[GIVEN TASK A] Output the final entries below as a JSON list of strings, one string per line, with blank lines omitted. Begin at the line that contains "In this exercise you will mark the stair handrail" and stop at the end of the entries.

─── PAGE TEXT

Advertisement
Advertisement
Hong Kong Budget 2018-2019
Get more with myNEWS
A personalised news feed of stories that matter to you
Learn more
Joseph Yam is now an unofficial member of the Executive Council. Photo: Edmond So

Invest Hong Kong’s massive fiscal surplus in better payment system, ex-monetary authority head says

Joseph Yam offers his take before finance chief delivers budget, describing city as struggling with ‘low economic growth rate’

Hong Kong officials should invest the city’s massive fiscal surplus in accelerating productivity and future economic growth, including upgrading the payment system vital to the pillar industry of finance, a former head of the Hong Kong Monetary Authority said on Monday.

Joseph Yam Chi-kwong believed the city was “ageing quickly and struggling with a low economic growth rate, indicating that the government had to cope with increasing expenses in the future”.

──────

[GIVEN TASK B] Write the next part of the article on Joseph Yam's call to invest Hong Kong's fiscal surplus, starting right after its last sentence.

─── GIVEN DATA

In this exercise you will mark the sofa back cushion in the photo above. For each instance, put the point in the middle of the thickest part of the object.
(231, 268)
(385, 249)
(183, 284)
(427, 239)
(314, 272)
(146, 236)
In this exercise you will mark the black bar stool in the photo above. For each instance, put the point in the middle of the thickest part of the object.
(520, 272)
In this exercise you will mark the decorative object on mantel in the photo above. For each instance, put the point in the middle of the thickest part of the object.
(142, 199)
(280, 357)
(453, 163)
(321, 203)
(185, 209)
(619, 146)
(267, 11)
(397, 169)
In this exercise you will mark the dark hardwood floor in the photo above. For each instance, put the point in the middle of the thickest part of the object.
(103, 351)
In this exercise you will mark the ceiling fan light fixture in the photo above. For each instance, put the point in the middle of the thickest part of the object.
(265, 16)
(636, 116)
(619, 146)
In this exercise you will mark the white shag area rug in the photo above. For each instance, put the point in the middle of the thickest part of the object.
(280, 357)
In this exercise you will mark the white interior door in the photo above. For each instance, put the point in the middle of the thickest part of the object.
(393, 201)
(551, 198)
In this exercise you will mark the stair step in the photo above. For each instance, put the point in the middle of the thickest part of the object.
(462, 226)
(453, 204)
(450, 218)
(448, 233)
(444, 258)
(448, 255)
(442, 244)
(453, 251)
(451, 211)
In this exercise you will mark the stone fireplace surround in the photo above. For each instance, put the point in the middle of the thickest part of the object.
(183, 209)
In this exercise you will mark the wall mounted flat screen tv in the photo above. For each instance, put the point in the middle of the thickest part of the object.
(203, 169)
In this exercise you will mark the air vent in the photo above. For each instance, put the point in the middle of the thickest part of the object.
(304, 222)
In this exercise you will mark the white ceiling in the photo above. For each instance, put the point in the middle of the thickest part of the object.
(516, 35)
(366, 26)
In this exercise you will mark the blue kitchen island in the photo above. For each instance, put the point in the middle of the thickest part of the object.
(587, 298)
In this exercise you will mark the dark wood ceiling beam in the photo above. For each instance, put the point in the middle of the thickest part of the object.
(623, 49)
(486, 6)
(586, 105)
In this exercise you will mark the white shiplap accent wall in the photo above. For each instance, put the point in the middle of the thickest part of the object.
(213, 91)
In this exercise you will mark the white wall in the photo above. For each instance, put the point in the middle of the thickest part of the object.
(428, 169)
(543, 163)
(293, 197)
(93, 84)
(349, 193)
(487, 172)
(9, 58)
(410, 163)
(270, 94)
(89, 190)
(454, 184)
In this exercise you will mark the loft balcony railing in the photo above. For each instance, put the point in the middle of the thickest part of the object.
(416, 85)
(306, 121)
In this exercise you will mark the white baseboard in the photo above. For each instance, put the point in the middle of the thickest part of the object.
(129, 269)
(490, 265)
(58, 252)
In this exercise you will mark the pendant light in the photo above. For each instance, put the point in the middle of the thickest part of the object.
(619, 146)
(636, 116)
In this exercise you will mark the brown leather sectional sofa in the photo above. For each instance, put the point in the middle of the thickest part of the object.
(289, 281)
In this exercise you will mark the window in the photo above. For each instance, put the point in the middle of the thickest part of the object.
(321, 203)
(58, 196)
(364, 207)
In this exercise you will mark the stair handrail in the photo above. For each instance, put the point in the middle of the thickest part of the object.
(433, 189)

──────

[TASK RESULT A]
[
  "In this exercise you will mark the stair handrail in the photo above. For each instance, put the point in the middle of the thickest part of the object.",
  "(433, 189)"
]

[TASK RESULT B]
The Hong Kong government has amassed a budget surplus of nearly HK$160 billion (US$20.4 billion). Photo: Shutterstock

“Should the government save its fiscal surplus, or invest it to promote productivity and increase its income?”

Yam’s comments at a Lingnan University forum came as Financial Secretary Paul Chan Mo-po was set to deliver his budget for the city on Wednesday. All eyes are on how the government should make use of a massive surplus of nearly HK$160 billion (US$20.4 billion) this year.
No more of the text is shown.